#### Record extracts
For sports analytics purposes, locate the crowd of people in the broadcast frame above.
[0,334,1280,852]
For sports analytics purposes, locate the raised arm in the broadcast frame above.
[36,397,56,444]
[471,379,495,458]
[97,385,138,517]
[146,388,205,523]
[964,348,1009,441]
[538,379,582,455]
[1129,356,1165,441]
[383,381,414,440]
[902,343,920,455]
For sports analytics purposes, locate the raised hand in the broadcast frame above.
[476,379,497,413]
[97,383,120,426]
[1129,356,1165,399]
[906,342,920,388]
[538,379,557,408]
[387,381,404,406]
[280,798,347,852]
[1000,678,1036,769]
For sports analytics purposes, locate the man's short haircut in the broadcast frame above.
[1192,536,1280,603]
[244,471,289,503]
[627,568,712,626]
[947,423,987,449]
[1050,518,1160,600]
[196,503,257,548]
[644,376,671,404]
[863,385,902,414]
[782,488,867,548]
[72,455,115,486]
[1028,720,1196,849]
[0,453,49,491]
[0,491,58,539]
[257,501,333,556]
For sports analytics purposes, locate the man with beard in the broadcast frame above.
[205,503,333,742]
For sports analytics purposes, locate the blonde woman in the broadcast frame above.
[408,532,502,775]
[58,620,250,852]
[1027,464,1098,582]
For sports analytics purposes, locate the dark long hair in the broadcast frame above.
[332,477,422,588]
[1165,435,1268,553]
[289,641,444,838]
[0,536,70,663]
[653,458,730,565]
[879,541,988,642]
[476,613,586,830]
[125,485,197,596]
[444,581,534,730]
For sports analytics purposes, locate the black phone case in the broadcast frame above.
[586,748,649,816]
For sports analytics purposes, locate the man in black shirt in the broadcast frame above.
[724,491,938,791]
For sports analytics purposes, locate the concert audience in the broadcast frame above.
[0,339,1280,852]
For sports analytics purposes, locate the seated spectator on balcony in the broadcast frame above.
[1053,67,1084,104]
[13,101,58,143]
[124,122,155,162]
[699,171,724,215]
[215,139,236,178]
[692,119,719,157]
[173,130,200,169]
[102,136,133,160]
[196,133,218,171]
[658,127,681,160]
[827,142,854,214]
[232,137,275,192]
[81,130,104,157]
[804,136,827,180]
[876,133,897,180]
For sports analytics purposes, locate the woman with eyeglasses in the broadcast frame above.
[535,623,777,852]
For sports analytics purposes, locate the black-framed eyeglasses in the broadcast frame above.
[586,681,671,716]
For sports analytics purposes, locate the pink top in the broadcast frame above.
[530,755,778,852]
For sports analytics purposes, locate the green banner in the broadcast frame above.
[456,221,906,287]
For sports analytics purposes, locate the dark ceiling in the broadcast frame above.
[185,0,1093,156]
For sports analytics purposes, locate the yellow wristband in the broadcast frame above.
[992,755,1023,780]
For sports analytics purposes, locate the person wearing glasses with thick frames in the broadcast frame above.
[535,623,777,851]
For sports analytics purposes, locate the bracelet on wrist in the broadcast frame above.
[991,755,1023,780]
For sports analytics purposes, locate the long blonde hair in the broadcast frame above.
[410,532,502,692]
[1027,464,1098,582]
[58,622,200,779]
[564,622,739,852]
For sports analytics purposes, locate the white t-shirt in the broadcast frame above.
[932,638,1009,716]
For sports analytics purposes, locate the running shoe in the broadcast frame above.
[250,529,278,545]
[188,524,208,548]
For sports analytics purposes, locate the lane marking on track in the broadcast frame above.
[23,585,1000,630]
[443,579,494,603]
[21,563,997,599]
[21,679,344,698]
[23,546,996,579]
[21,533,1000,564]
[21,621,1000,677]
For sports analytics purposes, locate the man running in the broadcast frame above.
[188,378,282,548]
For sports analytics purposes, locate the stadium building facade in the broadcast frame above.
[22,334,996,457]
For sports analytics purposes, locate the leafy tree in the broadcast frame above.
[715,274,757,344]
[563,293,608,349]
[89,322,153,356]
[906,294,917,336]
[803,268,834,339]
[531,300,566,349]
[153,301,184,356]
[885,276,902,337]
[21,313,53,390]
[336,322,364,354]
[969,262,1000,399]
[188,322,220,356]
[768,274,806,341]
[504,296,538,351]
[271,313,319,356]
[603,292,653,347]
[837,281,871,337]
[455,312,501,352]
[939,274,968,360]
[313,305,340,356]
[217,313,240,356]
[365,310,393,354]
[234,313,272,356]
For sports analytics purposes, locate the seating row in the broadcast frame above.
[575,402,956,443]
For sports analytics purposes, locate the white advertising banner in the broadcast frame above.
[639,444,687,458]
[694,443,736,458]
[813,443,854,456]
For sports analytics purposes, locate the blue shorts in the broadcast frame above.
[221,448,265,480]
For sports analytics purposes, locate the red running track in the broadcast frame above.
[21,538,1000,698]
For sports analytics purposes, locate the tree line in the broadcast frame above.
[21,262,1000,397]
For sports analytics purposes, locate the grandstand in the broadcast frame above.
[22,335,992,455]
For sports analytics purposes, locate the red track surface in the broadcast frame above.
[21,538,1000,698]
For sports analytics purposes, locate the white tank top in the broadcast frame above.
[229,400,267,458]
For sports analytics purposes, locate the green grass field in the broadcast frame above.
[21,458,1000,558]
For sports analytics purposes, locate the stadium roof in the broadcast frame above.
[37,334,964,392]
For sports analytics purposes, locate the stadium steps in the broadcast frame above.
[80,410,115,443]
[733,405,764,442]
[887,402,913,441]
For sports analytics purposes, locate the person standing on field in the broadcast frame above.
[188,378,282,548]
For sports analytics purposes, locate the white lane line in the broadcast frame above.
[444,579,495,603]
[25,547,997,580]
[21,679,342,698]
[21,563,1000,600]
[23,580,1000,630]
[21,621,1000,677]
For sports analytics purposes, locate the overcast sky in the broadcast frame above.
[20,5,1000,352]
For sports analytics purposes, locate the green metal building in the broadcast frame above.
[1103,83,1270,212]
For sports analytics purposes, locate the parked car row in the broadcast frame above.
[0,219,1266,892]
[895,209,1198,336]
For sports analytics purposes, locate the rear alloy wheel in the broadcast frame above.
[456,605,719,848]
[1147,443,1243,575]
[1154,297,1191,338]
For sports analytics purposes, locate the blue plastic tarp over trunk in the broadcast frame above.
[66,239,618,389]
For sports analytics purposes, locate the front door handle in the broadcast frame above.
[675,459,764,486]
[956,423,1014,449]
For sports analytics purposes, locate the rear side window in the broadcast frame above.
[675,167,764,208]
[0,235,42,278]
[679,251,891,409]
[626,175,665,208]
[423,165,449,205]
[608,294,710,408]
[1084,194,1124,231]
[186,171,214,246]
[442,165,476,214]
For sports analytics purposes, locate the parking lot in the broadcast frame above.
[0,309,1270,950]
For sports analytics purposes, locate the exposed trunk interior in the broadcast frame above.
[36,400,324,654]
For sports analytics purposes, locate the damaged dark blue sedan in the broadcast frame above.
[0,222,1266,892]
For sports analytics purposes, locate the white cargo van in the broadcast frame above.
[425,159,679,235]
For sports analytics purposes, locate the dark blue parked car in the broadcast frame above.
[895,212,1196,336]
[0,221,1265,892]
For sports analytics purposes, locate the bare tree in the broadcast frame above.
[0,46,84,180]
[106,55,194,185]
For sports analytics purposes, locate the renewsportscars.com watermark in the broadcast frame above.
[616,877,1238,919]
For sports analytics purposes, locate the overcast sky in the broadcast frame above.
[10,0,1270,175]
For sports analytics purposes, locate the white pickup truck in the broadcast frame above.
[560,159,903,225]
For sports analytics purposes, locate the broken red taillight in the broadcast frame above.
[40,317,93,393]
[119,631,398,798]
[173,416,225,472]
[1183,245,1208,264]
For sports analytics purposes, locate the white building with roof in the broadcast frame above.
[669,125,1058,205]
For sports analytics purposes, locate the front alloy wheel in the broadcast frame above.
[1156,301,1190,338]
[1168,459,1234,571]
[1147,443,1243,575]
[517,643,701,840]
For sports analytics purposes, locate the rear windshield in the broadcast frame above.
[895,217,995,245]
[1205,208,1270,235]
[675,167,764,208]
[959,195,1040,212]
########
**Problem description:** Repeat the part of the items that opens with the line containing "For sports analytics purposes, locate the dark ceiling" and closes with the line containing "[992,755,1023,780]".

**Solution:**
For sports analytics purposes, locate the dark ceiling in the broadcast frame above.
[185,0,1093,156]
For sports analytics purposes, locate the yellow wristband in the broadcast frame above.
[992,755,1023,780]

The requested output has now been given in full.